Your goal: Revise the lines from the start of the records through the line that contains "(0, 0), (350, 43)", putting "Sample output" wherever "Expected output" appears and leaving everything else as it is. Leave the pictures out of your answer.

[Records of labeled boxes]
--- START ---

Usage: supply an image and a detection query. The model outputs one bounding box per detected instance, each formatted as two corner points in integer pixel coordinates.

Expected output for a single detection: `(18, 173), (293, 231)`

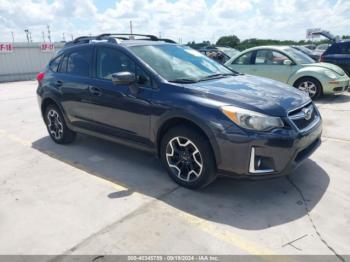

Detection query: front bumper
(217, 108), (322, 178)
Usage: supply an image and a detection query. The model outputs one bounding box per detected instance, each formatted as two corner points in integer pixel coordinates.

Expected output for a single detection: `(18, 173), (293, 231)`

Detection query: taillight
(36, 72), (45, 84)
(320, 55), (324, 62)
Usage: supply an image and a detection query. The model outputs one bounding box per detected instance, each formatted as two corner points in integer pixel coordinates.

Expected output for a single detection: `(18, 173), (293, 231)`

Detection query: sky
(0, 0), (350, 43)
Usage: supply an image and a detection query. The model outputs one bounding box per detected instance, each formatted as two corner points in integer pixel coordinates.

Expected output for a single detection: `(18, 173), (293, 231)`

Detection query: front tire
(160, 126), (217, 189)
(44, 105), (76, 144)
(294, 77), (322, 99)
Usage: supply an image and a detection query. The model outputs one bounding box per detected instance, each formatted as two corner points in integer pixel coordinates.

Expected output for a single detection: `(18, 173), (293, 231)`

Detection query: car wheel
(44, 105), (76, 144)
(160, 126), (217, 189)
(294, 77), (322, 99)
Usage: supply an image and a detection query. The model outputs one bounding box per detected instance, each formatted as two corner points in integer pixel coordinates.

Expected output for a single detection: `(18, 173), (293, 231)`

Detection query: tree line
(187, 35), (350, 50)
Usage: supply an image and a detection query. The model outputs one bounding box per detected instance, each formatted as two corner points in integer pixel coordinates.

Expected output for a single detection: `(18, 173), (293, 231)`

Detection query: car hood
(184, 75), (311, 116)
(304, 63), (345, 76)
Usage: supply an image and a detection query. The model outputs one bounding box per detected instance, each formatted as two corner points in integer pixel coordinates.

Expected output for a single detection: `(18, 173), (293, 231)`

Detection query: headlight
(324, 70), (337, 79)
(221, 106), (284, 131)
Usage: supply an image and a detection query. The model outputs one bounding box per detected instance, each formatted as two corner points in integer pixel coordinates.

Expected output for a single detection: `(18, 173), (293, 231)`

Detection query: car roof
(243, 45), (290, 52)
(119, 40), (178, 47)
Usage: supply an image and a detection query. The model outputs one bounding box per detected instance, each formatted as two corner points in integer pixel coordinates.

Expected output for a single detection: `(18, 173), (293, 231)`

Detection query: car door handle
(55, 80), (63, 87)
(89, 86), (102, 96)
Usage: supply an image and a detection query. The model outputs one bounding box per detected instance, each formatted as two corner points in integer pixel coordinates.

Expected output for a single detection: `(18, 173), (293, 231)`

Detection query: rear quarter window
(49, 55), (62, 72)
(327, 42), (350, 54)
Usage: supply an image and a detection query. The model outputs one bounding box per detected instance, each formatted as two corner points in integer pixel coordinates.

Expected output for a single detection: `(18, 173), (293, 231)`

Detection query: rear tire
(294, 77), (322, 99)
(44, 105), (76, 144)
(160, 126), (217, 189)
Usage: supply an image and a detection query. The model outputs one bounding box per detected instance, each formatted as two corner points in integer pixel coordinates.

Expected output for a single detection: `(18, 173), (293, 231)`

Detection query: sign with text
(0, 43), (13, 53)
(40, 43), (55, 53)
(306, 28), (321, 38)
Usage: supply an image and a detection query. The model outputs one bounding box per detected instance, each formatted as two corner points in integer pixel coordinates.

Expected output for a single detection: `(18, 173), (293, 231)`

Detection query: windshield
(130, 44), (233, 82)
(283, 48), (315, 64)
(218, 47), (239, 57)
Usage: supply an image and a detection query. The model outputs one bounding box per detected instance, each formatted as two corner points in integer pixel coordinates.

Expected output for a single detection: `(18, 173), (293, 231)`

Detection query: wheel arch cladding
(293, 76), (323, 94)
(156, 117), (220, 164)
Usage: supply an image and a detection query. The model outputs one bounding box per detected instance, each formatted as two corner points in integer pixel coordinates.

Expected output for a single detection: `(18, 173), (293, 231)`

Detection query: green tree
(216, 35), (240, 48)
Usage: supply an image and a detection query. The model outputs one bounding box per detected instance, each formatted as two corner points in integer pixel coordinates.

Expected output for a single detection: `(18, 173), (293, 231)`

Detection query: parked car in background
(314, 44), (330, 56)
(291, 45), (320, 61)
(37, 34), (322, 188)
(198, 46), (239, 64)
(225, 46), (349, 98)
(303, 44), (316, 50)
(320, 39), (350, 76)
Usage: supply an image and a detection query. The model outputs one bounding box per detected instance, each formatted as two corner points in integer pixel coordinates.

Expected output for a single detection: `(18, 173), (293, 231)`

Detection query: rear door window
(232, 52), (253, 65)
(255, 50), (289, 65)
(96, 47), (136, 80)
(340, 42), (350, 55)
(66, 48), (92, 77)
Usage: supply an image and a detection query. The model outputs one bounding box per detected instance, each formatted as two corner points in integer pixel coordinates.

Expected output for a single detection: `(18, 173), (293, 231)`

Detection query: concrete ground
(0, 81), (350, 259)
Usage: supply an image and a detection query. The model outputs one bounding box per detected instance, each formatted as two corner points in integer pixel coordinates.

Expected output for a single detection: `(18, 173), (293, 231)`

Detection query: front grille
(288, 103), (319, 130)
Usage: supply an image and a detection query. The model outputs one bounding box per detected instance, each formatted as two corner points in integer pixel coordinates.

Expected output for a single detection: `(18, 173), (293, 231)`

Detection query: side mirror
(112, 71), (136, 85)
(283, 59), (293, 65)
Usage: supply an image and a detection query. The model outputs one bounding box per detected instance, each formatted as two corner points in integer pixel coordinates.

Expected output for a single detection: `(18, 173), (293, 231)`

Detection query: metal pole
(24, 29), (29, 43)
(47, 25), (51, 43)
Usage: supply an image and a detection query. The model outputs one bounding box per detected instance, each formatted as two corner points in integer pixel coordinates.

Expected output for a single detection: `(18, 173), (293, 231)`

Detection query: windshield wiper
(199, 73), (236, 81)
(169, 78), (198, 84)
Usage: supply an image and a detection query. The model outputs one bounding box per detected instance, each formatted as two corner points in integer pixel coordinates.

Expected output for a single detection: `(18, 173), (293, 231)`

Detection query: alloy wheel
(166, 136), (203, 182)
(298, 81), (317, 98)
(47, 109), (63, 140)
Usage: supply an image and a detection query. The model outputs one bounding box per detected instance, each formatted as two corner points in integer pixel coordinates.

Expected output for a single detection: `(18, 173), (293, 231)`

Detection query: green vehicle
(225, 46), (350, 98)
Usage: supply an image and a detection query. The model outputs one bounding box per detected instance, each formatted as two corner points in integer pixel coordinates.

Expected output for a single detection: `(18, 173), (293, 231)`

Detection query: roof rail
(65, 33), (176, 47)
(96, 33), (159, 41)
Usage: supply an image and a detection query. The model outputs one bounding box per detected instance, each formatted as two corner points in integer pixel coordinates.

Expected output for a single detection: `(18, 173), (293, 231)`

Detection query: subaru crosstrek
(37, 34), (322, 188)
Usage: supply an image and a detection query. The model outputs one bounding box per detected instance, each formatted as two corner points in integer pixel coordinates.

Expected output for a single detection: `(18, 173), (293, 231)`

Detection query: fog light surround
(249, 147), (275, 174)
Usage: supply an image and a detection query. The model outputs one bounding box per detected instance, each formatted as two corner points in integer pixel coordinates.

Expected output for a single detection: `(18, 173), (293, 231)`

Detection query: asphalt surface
(0, 81), (350, 260)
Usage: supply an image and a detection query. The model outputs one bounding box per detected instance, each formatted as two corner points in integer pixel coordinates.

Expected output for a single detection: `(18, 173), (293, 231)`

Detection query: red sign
(0, 43), (13, 53)
(40, 43), (55, 52)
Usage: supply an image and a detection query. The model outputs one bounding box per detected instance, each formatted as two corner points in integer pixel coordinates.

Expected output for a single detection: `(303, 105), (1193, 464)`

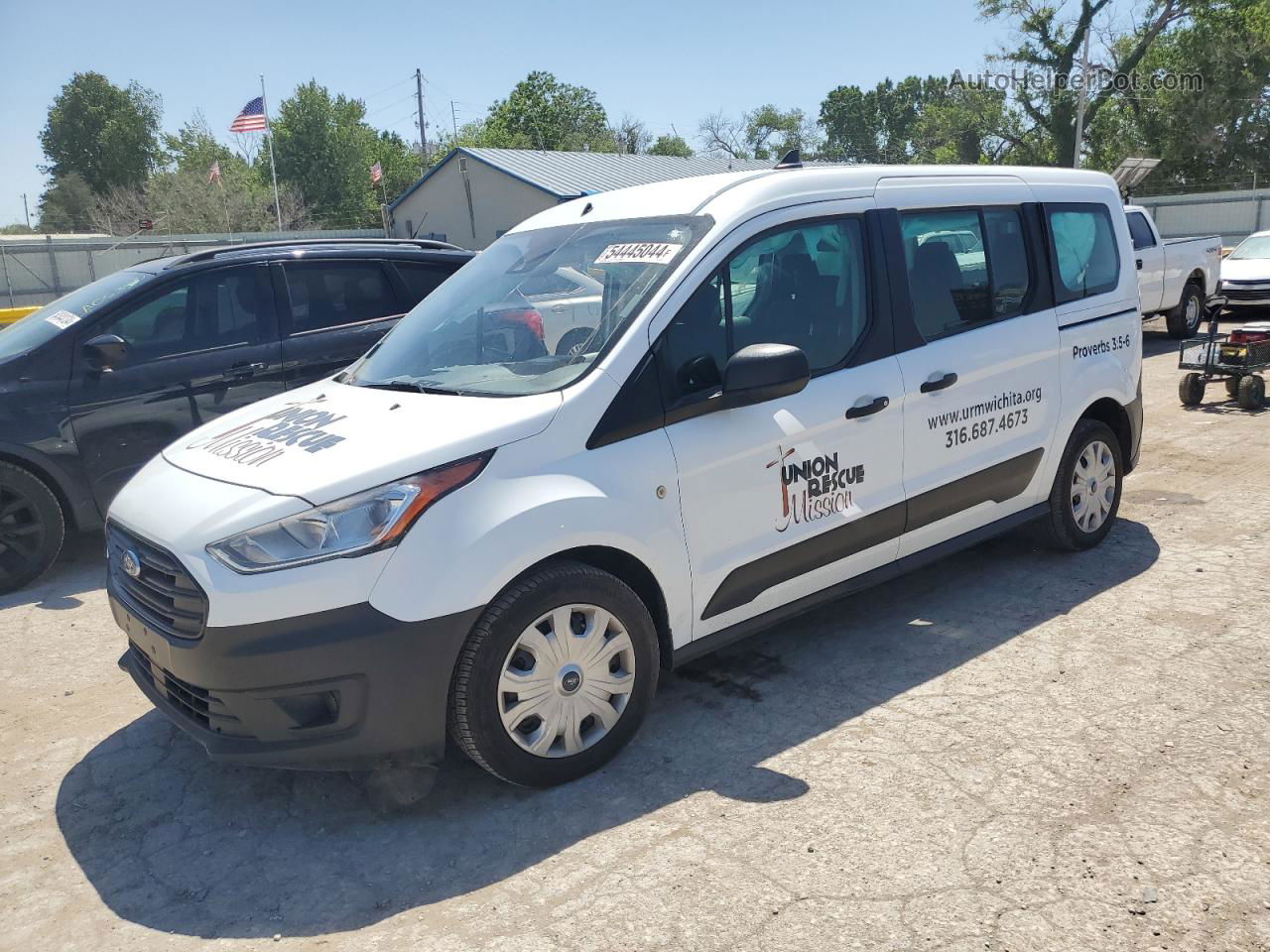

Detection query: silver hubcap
(1072, 439), (1115, 532)
(498, 604), (635, 757)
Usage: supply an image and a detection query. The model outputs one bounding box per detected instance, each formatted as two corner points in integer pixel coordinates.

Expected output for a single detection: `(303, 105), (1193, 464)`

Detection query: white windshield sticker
(595, 241), (684, 264)
(45, 311), (78, 330)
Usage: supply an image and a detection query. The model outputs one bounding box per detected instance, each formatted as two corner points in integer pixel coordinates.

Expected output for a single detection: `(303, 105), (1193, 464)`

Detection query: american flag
(230, 96), (266, 132)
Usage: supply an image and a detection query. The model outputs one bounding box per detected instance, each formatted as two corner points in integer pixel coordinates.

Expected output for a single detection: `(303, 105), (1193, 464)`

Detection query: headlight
(207, 452), (493, 574)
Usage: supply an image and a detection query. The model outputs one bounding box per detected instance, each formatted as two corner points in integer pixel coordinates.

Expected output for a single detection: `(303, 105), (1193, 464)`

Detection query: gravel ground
(0, 323), (1270, 952)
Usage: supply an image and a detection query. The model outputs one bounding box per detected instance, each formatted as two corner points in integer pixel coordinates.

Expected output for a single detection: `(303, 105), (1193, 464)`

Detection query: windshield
(0, 272), (151, 358)
(1229, 235), (1270, 259)
(343, 217), (712, 396)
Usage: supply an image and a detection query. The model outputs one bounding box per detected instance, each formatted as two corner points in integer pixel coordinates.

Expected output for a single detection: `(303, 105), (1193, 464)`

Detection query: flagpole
(216, 178), (234, 241)
(260, 72), (282, 231)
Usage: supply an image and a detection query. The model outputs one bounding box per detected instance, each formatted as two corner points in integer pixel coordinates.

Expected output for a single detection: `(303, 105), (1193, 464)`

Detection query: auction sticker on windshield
(595, 241), (684, 264)
(45, 311), (78, 330)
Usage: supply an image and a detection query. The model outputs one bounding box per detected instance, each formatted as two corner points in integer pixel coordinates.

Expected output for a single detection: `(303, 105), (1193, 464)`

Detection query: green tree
(1089, 0), (1270, 189)
(481, 72), (617, 153)
(609, 115), (653, 155)
(40, 72), (163, 193)
(979, 0), (1199, 165)
(40, 172), (95, 232)
(163, 110), (242, 173)
(821, 76), (1012, 165)
(273, 80), (391, 227)
(648, 136), (693, 159)
(698, 103), (820, 159)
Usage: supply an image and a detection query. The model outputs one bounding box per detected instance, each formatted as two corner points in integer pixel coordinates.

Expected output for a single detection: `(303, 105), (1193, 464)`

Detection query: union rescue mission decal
(186, 404), (346, 466)
(767, 445), (865, 532)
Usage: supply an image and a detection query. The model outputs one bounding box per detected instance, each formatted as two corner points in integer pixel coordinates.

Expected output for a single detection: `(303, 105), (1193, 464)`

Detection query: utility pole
(414, 67), (428, 176)
(1072, 23), (1093, 169)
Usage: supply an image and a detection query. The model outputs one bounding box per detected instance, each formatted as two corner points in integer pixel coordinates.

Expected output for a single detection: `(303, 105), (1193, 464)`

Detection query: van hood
(1221, 258), (1270, 282)
(163, 380), (563, 505)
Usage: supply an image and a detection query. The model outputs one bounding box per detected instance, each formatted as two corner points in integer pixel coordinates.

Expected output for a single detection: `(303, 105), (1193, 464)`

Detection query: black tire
(0, 462), (66, 594)
(1239, 373), (1266, 410)
(1178, 373), (1204, 407)
(1165, 281), (1204, 337)
(557, 327), (595, 357)
(448, 561), (661, 787)
(1039, 418), (1124, 552)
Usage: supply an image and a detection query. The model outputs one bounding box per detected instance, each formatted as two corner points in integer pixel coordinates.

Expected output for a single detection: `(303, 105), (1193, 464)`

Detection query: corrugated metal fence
(0, 228), (384, 307)
(1133, 187), (1270, 245)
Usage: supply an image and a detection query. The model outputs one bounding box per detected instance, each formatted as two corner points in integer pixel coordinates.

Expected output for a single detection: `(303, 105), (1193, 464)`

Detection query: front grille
(128, 643), (251, 738)
(105, 523), (207, 639)
(1220, 289), (1270, 300)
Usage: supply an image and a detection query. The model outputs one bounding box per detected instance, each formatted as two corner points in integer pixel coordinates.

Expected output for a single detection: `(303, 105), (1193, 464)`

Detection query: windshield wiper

--- END ---

Correct result:
Usage: supply an image and a detection query. The model outputs one bounding box per detected instance, each formatted as two corner points in integer pixel coordinates.

Sample output for a single detection: `(18, 173), (293, 231)`


Detection query: front bumper
(217, 108), (322, 178)
Usage: supply an image and a detection query. The model outputs one bounding box per detected instance, each formatted as two corner points in integer pixel coordinates.

Sample output for a single detection: `(18, 173), (293, 231)`

Detection query: taillight
(36, 72), (45, 84)
(320, 55), (324, 62)
Usage: supply an image and a detection query. The model outputs one bounding box per detected instance, each formatted as two corner points in integer pixel coordinates.

Sample output for a single detection: `(18, 173), (293, 231)`

Detection query: sky
(0, 0), (350, 43)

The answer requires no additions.